## Directions:
Take the data below and extract the lines from the one with "Target: bare tree" to the one with "Find the power", inclusive, exactly as written.

## Supplied data:
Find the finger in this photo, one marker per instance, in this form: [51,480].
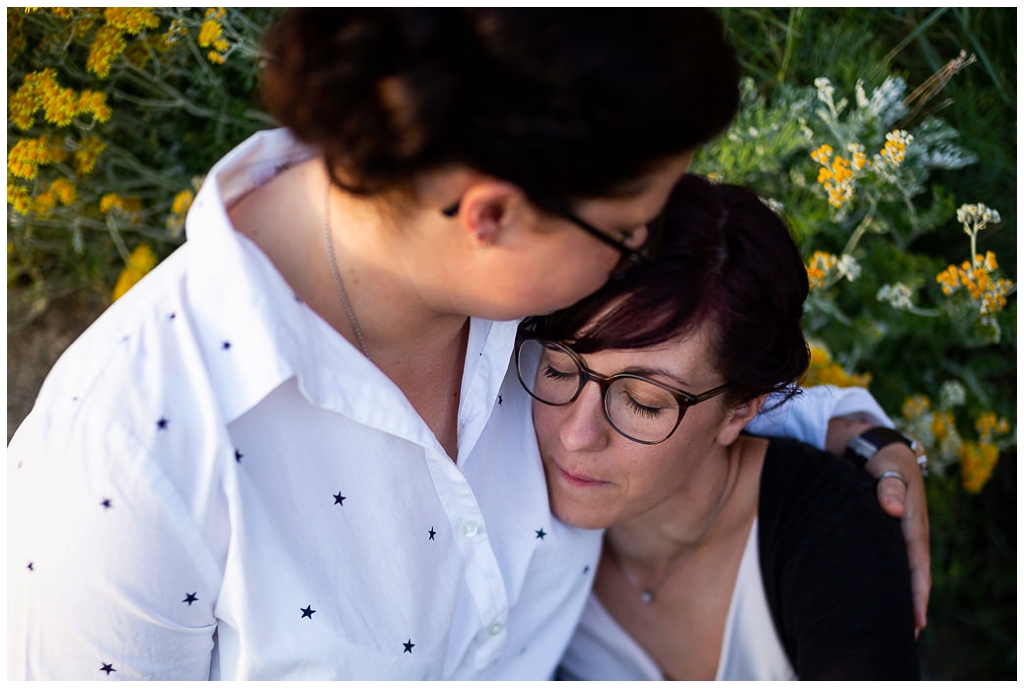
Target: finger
[892,497]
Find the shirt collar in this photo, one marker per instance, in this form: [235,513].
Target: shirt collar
[235,288]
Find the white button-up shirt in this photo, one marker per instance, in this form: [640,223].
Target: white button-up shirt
[214,483]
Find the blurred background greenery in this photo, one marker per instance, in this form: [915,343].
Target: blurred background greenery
[868,129]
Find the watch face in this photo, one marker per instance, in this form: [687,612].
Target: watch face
[868,442]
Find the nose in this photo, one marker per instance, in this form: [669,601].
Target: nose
[637,237]
[585,427]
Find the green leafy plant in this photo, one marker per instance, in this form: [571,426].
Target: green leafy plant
[114,114]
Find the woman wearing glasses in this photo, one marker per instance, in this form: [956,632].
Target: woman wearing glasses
[727,556]
[286,453]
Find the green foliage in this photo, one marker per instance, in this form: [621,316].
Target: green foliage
[164,110]
[155,96]
[945,370]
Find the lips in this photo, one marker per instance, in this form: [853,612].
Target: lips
[578,480]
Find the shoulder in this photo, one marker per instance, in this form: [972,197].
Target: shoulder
[815,504]
[834,567]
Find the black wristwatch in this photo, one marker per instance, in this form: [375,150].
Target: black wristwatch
[867,443]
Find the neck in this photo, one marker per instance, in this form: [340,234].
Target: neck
[382,267]
[650,543]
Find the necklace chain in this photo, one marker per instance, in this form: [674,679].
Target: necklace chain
[647,592]
[329,243]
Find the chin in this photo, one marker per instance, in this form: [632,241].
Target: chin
[579,517]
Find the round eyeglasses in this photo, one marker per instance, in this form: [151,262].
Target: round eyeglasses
[639,409]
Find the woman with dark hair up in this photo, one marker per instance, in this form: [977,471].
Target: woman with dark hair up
[291,450]
[727,556]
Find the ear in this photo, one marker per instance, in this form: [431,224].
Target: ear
[489,208]
[737,418]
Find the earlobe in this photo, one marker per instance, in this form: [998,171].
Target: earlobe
[487,210]
[737,418]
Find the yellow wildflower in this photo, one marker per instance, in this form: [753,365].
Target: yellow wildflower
[28,154]
[977,462]
[110,202]
[94,102]
[174,32]
[209,32]
[64,189]
[141,260]
[977,278]
[18,199]
[894,151]
[819,266]
[107,46]
[942,424]
[131,19]
[836,175]
[857,156]
[43,203]
[822,371]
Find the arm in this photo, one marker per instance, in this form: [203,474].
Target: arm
[103,558]
[835,570]
[829,417]
[907,503]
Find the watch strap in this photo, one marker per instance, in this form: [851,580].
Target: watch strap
[867,443]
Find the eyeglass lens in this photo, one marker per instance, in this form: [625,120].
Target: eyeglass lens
[636,407]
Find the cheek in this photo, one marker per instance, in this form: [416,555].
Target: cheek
[546,424]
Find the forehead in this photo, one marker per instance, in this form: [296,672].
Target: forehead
[685,360]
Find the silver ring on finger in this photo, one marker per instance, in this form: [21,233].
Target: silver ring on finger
[894,474]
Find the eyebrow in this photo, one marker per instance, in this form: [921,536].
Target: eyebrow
[646,372]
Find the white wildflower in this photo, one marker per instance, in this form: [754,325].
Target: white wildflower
[898,296]
[848,267]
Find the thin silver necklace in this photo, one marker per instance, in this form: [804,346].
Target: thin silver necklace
[647,592]
[334,270]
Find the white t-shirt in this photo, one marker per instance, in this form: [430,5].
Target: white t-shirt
[214,483]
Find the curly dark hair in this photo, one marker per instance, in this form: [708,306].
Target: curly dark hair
[726,259]
[566,103]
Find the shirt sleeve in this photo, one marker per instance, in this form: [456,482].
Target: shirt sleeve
[806,416]
[835,569]
[109,577]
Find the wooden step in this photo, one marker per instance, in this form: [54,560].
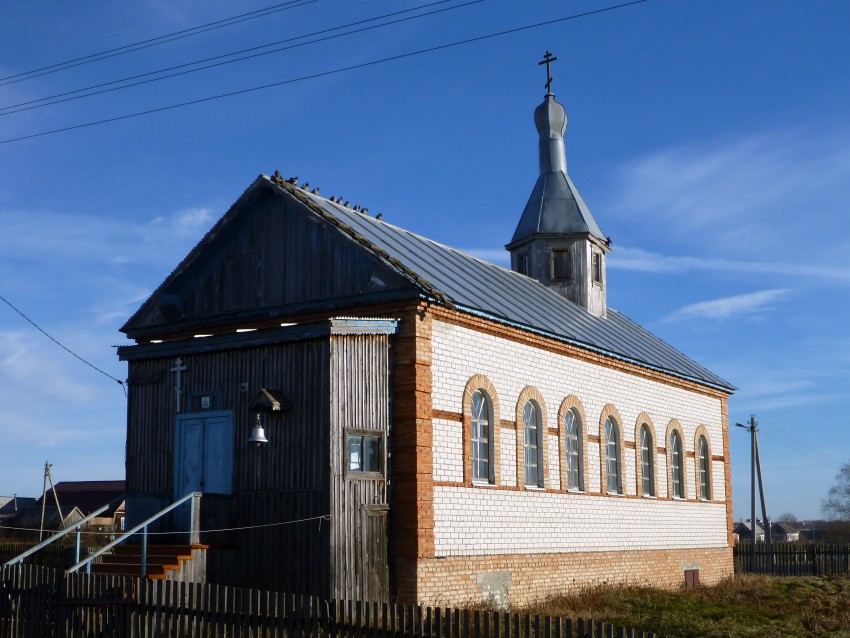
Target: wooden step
[153,571]
[125,560]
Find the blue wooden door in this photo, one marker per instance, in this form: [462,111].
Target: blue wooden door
[203,453]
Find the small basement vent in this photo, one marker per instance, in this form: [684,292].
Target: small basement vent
[691,576]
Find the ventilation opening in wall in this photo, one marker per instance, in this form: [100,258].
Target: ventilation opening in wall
[691,578]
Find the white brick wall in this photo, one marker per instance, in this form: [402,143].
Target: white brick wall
[499,521]
[470,521]
[448,451]
[507,441]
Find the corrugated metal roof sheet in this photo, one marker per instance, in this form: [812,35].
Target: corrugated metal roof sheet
[485,289]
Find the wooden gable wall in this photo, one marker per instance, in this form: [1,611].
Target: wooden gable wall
[269,257]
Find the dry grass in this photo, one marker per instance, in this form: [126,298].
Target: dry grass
[745,605]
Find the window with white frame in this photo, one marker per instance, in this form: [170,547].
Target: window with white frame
[704,465]
[364,452]
[677,482]
[532,444]
[647,462]
[482,438]
[612,456]
[573,450]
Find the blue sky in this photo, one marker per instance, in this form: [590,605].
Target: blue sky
[711,140]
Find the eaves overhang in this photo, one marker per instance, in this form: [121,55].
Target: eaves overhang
[727,389]
[240,340]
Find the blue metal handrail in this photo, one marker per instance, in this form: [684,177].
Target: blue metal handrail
[76,526]
[144,527]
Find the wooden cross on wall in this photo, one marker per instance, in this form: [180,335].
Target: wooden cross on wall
[178,369]
[548,58]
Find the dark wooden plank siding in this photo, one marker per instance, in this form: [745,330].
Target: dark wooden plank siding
[299,370]
[283,481]
[360,399]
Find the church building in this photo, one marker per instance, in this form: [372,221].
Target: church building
[372,415]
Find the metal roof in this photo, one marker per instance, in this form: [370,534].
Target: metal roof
[555,206]
[484,289]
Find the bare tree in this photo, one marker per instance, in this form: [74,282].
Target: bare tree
[837,502]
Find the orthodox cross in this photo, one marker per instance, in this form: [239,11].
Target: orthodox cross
[548,58]
[178,369]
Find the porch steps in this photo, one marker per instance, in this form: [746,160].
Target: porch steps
[126,560]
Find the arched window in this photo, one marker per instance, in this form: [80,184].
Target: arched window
[532,444]
[647,462]
[482,437]
[677,474]
[704,468]
[612,456]
[572,450]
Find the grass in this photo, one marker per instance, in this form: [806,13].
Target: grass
[746,605]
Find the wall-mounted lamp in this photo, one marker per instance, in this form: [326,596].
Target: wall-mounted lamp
[266,401]
[258,434]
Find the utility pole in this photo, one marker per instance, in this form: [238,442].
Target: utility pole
[49,477]
[755,465]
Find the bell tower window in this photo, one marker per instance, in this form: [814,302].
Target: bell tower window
[523,265]
[561,266]
[596,268]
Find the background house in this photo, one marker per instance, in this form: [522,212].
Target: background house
[784,532]
[744,530]
[88,496]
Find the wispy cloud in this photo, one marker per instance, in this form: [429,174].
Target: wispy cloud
[34,236]
[626,258]
[753,194]
[729,306]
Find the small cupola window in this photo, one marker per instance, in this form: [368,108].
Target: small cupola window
[561,264]
[596,268]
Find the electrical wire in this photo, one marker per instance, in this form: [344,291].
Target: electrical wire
[323,517]
[61,345]
[144,44]
[33,104]
[353,67]
[826,457]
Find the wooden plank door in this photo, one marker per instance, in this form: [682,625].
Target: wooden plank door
[203,455]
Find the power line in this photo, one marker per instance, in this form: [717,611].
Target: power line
[145,44]
[325,73]
[34,104]
[825,456]
[322,517]
[61,345]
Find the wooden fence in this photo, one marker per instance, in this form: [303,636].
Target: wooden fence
[793,559]
[53,556]
[44,603]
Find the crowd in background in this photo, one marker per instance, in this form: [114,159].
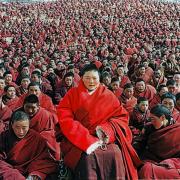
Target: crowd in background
[134,43]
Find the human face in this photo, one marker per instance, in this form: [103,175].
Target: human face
[140,86]
[115,85]
[25,82]
[128,92]
[2,83]
[169,103]
[21,128]
[8,78]
[31,108]
[163,91]
[91,80]
[143,106]
[106,80]
[68,81]
[156,121]
[177,78]
[172,88]
[34,90]
[142,70]
[11,92]
[120,71]
[35,78]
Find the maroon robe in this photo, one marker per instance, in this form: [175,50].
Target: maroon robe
[80,113]
[5,115]
[163,153]
[124,80]
[148,93]
[23,157]
[156,100]
[44,100]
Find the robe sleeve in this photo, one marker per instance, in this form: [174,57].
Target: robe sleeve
[73,130]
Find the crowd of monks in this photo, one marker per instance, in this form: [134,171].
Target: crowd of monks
[43,46]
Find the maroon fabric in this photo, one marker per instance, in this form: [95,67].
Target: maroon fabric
[100,164]
[45,102]
[29,155]
[5,114]
[149,93]
[168,139]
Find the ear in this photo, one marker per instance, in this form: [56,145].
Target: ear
[163,117]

## Solution:
Target: bare tree
[837,502]
Find the orthodox cross in this photo, one marker per instance, in this form: [239,11].
Target: orthodox cross
[548,58]
[178,369]
Find the porch steps in this photo, one marker per instance, in this form: [746,160].
Target: porch steps
[126,560]
Find the arched window in this photo, one marker per instance, in this form: [80,184].
Target: arched window
[532,444]
[647,462]
[482,437]
[677,474]
[704,468]
[612,456]
[572,450]
Find the grass in this photo, one marker per instance, in this form: [806,13].
Target: grass
[746,605]
Find the wall-mounted lamp in this photo, one marker per instance, in this form: [326,596].
Target: wall-mounted lamp
[266,401]
[258,434]
Find the utility pole in this photo, one marker per instance, in this form: [238,442].
Target: utility pole
[49,477]
[755,465]
Find the bell tower window in this photo, one marker per instance, in this form: [814,302].
Target: bell tower window
[523,265]
[561,266]
[596,268]
Find the background house in this photo, one marker per instance, in this form: [522,212].
Target: background house
[784,532]
[744,530]
[88,496]
Find the wispy cloud in this photo, one marker per instance, in this form: [429,174].
Target: wispy cloud
[34,236]
[626,258]
[753,194]
[729,306]
Find the small cupola window in this photo, one marker per instance, in this form: [368,108].
Target: small cupola window
[561,264]
[596,268]
Find the electrical wire in this photo, one marker per instance, in this form: [344,291].
Target: electrical wire
[323,517]
[61,345]
[144,44]
[33,104]
[353,67]
[826,457]
Find the wooden plank door in this photo, one marker per instance, in this form: [682,625].
Target: wooden plank door
[203,455]
Find the power line in this photo, one marker per instance, in this form: [717,611].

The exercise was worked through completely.